- 本文抜粋 -
•••••

ジンジャーエール

辛口エールで一杯ひっかける

ネットのデマ、釣りに簡単に引っかかるような人は仕事ができない。

こんにちはジンジャーです。

 

都営バスで老婆が幼児に嫌味を言ったら鮮やかに切り返された、というお話がツイッターで話題になった。流れとしてはこんな感じです。

都営バスにて

婆:お年寄りには席を譲ろうって習わなかった?
幼児:習わなかった…

(見かねたOLが婆さんに席を譲る)

幼児:人から親切にされたらありがとって言うって習わなかった?
婆:………。
車内一同:………。

嫌味がましい年寄りに譲る席はねー😝…って皆が思ったろうな💧 

 

っていう話。「老害ざまぁwww」「幼児ナイス!」な感じでずいぶん拡散したそうだ。

ま、たしかに老害というのはいる。それは否定しないです。

だけどこのツイッターでやっぱ年寄りは老害だ!と盛り上がってる人達に聞きたい。

 

この話、ホント―ですか?

と。

僕にはこの話はどうも創作に見えるんです。

 

まず幼児っていうのは何歳くらいだろう。だいたい小学生くらいになると「児童」の方がしっくりくる。となると未就学児だ。なおかつ喋れるということは3~6歳か。もう少し絞ろう。ただ単に言葉を発するだけではない。かなりきちんとした会話が成立している。3~4歳ではちょっと難しいと思う。特に見知らぬ大人相手では。となると5~6歳か。

年齢はだいたいこんなものか。

 

次に気になるのがこの幼児は一人だったのか、ということだ。

この話には幼児の親が出てこない。もし一緒にバスに乗っていたのであれば当然登場するはずだ。「ウチの子に何てこと言うの!」とか「すみません…」だの。それがないということはこの幼児(推定5~6歳)は一人でバスに乗っていたことになる。

このツイートは3月29日につぶやかれている。ということは当日かその少し前に起きた出来事だろうと推測する。あまりに前の出来事なんてそもそもツイッターでわざわざつぶやかないだろう。

•••••

- 提供データ -
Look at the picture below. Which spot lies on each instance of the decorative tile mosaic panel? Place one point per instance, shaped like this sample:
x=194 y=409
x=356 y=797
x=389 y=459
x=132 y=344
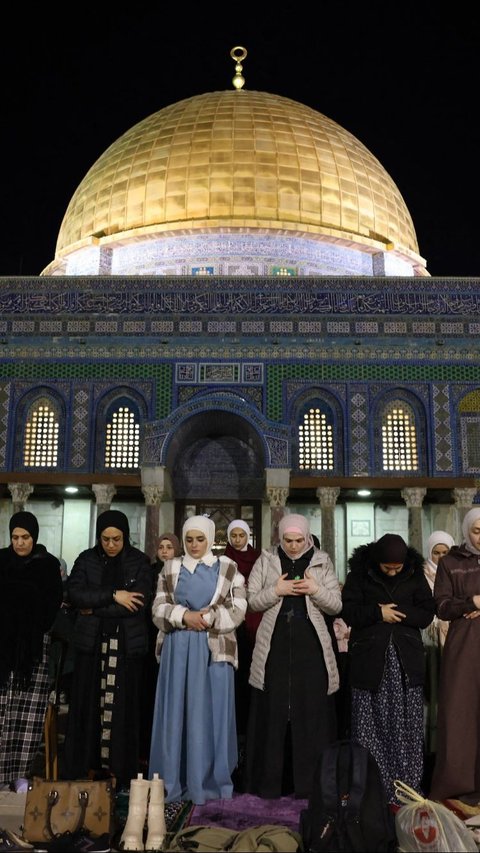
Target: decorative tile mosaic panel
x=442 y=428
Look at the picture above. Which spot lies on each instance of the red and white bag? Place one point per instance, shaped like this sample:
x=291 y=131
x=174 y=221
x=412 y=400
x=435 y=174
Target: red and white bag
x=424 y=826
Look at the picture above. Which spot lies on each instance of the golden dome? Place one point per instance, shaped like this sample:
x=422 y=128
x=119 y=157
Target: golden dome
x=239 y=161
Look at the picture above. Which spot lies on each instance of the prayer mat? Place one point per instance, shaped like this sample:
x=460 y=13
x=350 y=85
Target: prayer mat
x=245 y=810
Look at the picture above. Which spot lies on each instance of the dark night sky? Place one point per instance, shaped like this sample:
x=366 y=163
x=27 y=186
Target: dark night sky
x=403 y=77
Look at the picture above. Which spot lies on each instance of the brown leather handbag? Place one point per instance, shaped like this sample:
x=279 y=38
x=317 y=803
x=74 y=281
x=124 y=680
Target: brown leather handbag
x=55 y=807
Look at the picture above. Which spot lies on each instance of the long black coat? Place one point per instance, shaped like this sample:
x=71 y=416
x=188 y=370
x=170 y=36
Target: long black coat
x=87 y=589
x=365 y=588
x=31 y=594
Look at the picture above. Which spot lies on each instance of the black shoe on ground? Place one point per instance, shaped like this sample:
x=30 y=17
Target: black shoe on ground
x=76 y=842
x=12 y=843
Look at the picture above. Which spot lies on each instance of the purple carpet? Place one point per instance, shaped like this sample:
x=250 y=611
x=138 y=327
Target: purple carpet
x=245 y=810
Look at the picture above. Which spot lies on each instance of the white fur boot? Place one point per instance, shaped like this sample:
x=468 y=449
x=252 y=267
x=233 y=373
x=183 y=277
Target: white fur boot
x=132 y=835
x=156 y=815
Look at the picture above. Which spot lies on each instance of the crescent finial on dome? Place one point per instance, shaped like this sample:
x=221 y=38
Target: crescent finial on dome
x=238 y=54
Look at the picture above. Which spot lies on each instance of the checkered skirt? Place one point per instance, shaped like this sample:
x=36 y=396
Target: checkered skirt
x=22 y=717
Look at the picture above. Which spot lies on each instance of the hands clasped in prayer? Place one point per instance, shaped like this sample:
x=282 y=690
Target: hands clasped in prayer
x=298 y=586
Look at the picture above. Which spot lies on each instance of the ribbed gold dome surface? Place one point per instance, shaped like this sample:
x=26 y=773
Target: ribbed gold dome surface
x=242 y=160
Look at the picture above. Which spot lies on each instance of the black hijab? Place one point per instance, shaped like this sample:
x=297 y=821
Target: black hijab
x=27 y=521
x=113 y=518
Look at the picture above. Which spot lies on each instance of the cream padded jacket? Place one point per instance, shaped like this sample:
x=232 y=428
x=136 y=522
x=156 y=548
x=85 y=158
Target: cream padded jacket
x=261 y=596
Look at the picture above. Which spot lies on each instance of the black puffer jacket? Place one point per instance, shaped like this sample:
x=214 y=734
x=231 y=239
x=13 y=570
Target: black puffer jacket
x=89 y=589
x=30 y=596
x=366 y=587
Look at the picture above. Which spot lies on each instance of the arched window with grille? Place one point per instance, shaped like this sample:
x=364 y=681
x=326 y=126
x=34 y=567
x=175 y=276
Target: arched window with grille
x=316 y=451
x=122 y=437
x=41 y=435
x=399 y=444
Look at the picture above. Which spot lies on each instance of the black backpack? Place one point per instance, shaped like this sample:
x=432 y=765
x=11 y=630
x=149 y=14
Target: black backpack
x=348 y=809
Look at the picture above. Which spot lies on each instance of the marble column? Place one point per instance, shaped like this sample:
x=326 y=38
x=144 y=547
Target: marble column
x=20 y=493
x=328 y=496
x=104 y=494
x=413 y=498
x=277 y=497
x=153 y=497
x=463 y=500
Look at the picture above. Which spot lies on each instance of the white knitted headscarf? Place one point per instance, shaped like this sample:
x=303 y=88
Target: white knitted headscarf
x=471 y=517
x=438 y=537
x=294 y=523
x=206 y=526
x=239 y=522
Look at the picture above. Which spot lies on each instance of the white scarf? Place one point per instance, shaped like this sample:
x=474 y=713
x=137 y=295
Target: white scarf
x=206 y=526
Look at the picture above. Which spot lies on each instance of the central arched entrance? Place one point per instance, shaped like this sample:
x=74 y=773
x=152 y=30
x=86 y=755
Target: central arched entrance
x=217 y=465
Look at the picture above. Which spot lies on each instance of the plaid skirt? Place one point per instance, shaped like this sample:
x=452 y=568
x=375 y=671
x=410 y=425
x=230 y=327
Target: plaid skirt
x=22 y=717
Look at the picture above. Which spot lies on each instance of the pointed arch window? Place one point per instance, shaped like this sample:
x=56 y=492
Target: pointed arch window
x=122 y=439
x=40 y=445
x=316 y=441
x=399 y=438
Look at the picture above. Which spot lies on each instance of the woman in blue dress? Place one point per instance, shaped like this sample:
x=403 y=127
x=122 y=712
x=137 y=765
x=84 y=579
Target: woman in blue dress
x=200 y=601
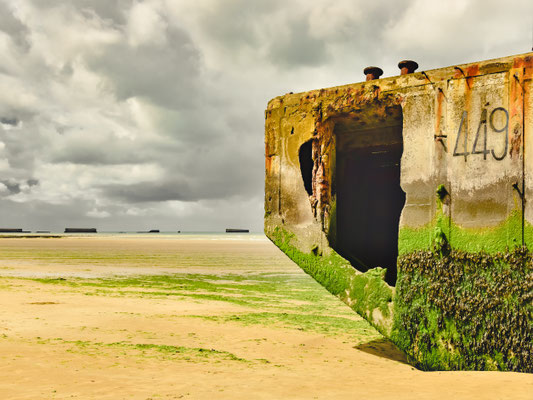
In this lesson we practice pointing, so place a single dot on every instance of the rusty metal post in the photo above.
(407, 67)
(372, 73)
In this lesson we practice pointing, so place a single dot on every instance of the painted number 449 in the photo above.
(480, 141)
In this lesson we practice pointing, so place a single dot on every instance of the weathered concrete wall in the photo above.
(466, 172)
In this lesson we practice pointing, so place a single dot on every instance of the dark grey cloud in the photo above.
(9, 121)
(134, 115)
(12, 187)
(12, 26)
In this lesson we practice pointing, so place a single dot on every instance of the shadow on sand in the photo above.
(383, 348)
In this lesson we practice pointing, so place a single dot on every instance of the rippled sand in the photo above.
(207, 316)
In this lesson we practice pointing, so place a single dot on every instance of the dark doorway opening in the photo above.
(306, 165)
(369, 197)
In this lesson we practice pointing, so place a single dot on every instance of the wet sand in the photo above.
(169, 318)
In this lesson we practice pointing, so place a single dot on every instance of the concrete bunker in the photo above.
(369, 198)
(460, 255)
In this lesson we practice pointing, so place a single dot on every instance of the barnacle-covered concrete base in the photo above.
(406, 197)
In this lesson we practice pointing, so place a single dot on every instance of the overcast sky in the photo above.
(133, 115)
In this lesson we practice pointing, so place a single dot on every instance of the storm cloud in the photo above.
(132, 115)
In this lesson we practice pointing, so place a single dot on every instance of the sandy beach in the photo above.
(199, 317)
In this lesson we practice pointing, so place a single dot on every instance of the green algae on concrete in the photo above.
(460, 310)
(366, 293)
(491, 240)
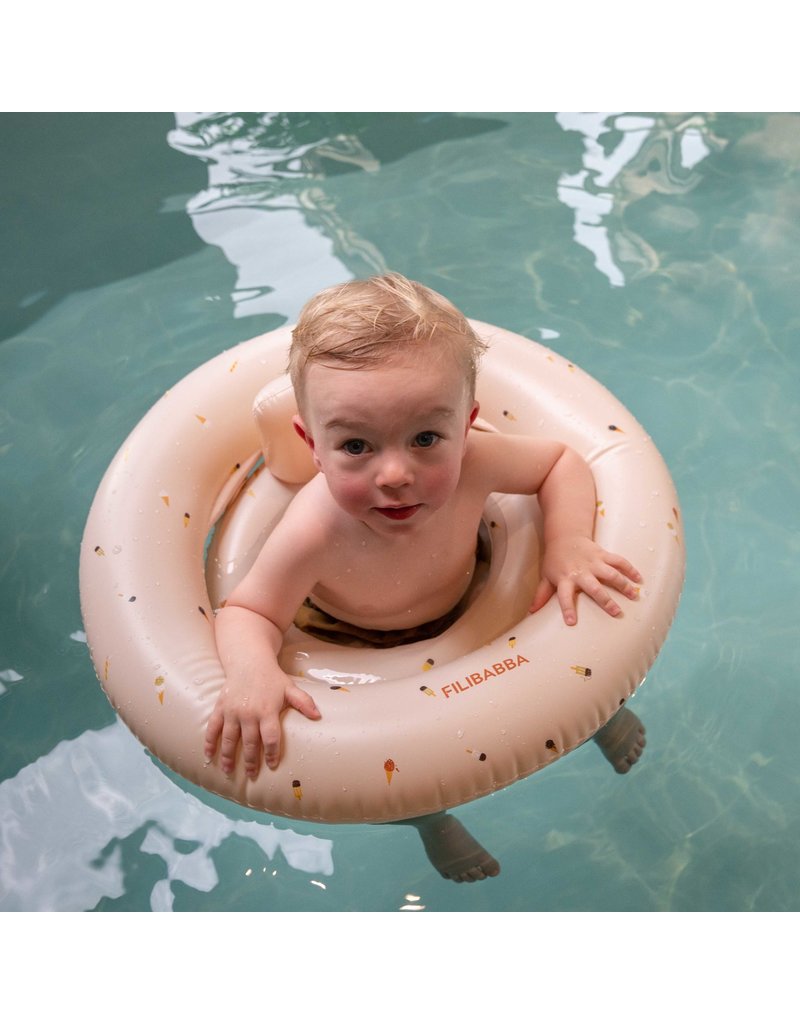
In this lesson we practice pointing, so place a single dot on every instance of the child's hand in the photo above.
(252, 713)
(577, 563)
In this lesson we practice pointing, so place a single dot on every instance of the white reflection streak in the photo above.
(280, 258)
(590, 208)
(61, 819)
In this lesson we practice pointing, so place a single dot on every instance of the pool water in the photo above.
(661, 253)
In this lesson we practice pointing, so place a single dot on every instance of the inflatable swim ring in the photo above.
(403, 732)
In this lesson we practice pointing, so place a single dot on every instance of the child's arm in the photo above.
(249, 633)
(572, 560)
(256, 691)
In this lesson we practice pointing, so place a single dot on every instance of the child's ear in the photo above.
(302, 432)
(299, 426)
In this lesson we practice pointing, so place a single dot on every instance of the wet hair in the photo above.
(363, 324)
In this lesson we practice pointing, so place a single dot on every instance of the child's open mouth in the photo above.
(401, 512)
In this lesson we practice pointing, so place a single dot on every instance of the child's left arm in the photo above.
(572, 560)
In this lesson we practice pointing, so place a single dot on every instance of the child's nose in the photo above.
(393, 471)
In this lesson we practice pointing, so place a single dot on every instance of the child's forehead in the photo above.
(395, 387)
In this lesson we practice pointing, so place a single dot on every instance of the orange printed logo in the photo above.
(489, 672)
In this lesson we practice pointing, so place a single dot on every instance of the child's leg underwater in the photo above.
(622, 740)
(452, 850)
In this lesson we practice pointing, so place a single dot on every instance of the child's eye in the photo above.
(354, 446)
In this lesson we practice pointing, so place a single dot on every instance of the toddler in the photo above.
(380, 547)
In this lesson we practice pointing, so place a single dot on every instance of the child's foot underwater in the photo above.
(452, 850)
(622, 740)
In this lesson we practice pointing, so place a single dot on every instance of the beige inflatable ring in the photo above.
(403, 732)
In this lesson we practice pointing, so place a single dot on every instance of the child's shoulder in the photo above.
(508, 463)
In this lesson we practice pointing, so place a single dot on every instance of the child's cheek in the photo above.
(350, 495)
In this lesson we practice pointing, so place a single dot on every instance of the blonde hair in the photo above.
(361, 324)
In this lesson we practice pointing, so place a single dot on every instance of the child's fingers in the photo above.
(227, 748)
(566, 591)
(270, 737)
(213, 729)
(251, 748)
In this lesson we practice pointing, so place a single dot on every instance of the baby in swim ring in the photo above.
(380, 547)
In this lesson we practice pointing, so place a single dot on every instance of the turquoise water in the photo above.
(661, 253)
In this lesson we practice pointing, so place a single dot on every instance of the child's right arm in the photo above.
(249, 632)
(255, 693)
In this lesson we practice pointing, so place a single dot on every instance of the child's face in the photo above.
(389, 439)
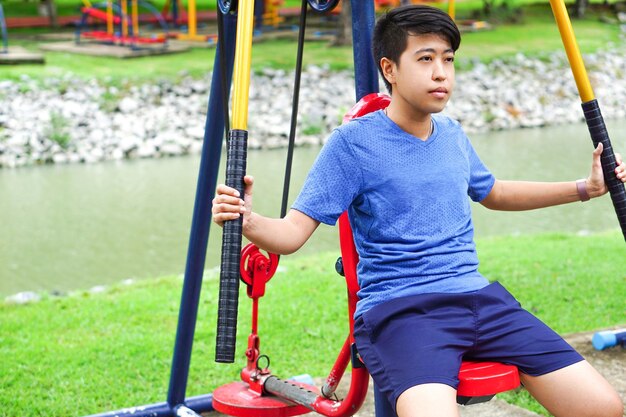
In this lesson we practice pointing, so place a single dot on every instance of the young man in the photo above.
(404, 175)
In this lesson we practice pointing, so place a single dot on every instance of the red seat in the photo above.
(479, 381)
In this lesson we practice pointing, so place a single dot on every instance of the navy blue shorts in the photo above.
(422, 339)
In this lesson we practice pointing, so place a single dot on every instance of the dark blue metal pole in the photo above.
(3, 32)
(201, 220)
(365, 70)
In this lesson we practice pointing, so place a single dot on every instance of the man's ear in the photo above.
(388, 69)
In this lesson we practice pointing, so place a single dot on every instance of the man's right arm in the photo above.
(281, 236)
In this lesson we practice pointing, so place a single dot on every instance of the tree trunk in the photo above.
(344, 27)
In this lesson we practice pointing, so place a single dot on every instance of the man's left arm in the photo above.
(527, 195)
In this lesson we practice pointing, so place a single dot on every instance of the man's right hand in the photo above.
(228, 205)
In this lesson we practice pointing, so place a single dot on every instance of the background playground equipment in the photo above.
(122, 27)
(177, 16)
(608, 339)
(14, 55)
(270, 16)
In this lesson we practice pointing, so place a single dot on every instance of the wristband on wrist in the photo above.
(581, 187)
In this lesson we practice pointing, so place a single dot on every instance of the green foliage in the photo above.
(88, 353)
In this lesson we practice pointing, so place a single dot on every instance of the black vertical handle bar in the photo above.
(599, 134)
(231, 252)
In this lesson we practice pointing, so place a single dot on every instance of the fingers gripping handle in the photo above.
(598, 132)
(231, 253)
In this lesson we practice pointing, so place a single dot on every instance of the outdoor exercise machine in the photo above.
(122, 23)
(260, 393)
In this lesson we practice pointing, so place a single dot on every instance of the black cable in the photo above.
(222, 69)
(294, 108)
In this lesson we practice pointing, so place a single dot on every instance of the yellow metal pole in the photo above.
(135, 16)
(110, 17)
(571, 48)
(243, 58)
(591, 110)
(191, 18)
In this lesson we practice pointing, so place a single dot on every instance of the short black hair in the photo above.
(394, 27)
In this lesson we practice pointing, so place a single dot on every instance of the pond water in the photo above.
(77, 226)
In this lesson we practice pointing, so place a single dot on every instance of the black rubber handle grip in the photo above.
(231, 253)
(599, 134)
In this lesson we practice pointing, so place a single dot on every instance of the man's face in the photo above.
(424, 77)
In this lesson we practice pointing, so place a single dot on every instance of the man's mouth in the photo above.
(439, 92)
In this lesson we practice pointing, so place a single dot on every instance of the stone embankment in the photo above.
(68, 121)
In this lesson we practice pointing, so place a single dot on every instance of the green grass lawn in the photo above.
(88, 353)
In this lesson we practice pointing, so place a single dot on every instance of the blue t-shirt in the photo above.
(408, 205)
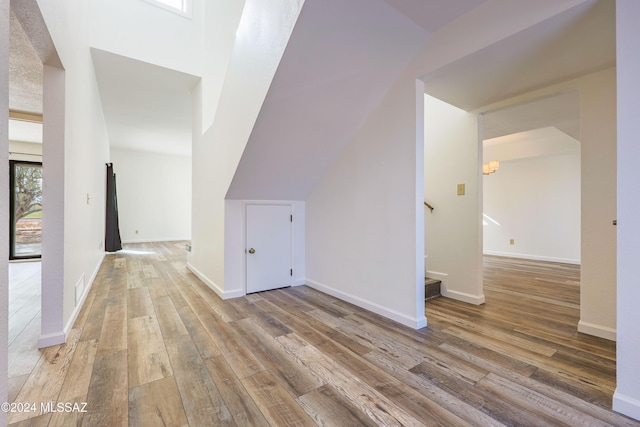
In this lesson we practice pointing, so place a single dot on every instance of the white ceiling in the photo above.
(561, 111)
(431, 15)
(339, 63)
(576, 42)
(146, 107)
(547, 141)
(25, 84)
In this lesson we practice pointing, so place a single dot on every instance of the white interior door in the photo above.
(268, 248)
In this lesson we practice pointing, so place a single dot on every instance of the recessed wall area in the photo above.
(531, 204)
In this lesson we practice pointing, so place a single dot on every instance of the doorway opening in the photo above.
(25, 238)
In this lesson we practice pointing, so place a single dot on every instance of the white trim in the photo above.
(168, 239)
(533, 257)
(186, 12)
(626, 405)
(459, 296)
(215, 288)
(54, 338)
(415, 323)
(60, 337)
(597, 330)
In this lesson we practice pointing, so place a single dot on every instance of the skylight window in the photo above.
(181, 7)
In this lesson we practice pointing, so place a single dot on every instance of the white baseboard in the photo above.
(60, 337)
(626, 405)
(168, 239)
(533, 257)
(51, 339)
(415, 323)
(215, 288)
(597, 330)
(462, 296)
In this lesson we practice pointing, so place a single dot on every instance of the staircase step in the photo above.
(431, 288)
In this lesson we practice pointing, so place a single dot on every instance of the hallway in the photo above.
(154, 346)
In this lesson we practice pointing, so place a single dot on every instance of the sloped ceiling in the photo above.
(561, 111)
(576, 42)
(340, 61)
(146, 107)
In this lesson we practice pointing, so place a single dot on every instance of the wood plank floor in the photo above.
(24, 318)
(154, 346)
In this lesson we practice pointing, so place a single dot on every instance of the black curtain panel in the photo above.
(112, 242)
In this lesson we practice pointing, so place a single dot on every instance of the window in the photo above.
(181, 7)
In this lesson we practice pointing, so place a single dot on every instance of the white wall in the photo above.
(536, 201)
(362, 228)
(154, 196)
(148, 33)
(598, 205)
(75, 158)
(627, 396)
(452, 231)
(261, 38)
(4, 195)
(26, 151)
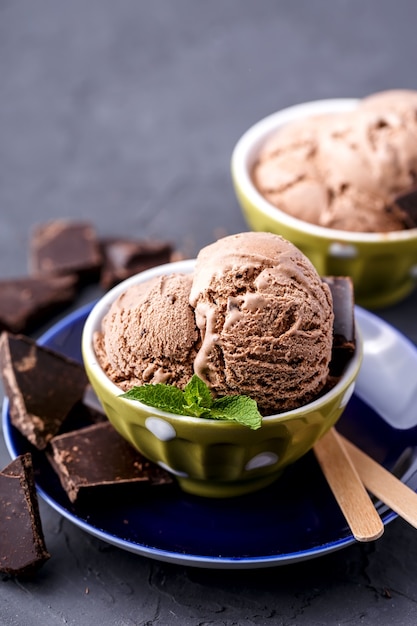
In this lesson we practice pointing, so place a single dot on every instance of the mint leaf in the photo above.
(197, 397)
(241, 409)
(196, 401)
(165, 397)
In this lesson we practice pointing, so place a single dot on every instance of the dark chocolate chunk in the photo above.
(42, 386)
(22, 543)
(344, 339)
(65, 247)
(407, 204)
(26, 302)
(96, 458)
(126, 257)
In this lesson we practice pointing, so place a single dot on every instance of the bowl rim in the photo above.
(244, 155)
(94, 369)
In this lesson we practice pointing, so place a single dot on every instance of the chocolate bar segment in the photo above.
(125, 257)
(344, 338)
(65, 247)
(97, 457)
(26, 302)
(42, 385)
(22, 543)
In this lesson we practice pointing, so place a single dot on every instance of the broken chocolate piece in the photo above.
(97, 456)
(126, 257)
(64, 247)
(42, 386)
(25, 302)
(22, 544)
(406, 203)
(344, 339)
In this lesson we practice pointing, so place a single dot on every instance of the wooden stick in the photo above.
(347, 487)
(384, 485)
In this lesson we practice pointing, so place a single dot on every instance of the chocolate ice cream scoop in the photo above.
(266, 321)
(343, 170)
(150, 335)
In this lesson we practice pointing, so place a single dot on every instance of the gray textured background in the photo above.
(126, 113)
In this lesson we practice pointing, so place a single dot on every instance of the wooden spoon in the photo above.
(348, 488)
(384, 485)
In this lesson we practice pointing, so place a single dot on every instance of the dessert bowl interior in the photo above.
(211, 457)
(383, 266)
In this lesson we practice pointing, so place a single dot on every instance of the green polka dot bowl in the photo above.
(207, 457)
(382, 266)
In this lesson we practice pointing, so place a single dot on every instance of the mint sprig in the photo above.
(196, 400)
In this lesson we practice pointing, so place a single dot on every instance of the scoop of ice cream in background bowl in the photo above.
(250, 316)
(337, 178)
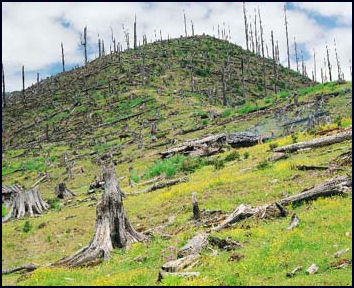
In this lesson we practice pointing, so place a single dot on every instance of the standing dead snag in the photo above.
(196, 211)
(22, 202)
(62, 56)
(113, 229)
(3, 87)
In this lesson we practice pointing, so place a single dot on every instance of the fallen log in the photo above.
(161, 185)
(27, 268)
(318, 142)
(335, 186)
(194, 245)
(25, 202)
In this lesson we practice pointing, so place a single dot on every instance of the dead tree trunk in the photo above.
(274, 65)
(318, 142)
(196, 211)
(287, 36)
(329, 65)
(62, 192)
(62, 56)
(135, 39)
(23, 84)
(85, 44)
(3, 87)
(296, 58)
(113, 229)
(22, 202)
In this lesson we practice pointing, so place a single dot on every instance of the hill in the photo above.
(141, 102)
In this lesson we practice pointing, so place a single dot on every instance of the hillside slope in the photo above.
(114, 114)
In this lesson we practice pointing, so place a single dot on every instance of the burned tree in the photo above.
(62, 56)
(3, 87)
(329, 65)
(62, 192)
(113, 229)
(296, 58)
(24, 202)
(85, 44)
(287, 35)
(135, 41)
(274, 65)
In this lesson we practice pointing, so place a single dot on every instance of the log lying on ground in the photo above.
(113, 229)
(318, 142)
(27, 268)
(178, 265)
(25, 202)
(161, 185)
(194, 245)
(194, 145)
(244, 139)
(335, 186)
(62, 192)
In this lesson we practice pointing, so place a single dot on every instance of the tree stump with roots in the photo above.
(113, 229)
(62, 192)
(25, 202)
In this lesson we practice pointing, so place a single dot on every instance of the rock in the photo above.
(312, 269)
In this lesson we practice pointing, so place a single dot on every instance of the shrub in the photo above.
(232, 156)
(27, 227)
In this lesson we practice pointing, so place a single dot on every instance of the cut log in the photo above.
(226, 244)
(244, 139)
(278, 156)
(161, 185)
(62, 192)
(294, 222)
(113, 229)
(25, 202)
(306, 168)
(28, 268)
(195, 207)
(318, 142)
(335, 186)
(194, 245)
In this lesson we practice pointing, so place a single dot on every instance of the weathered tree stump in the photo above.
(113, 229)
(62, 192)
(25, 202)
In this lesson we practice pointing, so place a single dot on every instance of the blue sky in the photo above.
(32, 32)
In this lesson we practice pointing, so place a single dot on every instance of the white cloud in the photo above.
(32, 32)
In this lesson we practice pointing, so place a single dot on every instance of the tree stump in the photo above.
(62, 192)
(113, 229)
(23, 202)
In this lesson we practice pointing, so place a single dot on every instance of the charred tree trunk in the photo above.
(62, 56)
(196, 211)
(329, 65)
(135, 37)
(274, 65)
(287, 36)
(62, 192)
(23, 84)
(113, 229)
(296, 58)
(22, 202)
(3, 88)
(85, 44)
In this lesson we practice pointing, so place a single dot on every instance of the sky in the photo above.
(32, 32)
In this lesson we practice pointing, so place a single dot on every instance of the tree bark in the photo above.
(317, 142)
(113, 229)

•••••

- 作業目標 -
本文抜粋の「僕にはこの話はどうも創作に見えるんです。」から「次に気になるのがこの幼児は一人だったのか、ということだ。」までを一字一句そのまま書き写す。

- 解答 -
僕にはこの話はどうも創作に見えるんです。

 

まず幼児っていうのは何歳くらいだろう。だいたい小学生くらいになると「児童」の方がしっくりくる。となると未就学児だ。なおかつ喋れるということは3~6歳か。もう少し絞ろう。ただ単に言葉を発するだけではない。かなりきちんとした会話が成立している。3~4歳ではちょっと難しいと思う。特に見知らぬ大人相手では。となると5~6歳か。

年齢はだいたいこんなものか。

 

次に気になるのがこの幼児は一人だったのか、ということだ。